* Task prompt
Report every line in the entries below that contains the word "sufficient", copying each such line in full. Treat uppercase and lowercase as different.

****************************************

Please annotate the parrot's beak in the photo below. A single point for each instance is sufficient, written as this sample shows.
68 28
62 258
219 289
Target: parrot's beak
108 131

****************************************

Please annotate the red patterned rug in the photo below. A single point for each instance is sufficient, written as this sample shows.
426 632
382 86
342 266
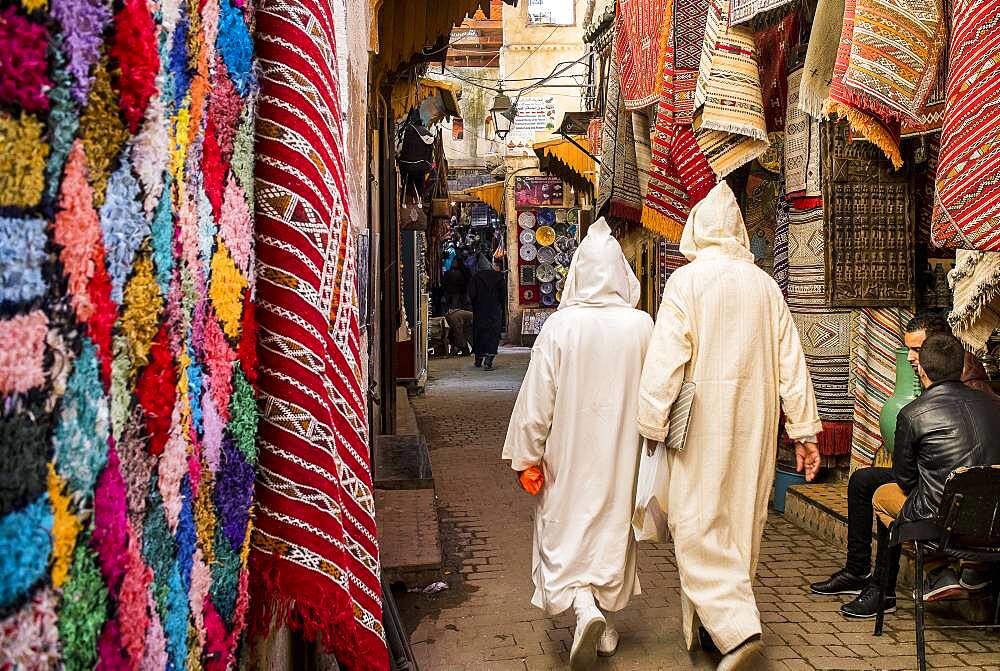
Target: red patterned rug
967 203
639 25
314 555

****************************************

* Correct response
Please annotate the parrot's beak in the photo below. A single point for each instance is sufficient, written as this sample shows.
Please annotate the red patterned rug in the photo below. A single point for each instance is sufficient, written as this sample shows.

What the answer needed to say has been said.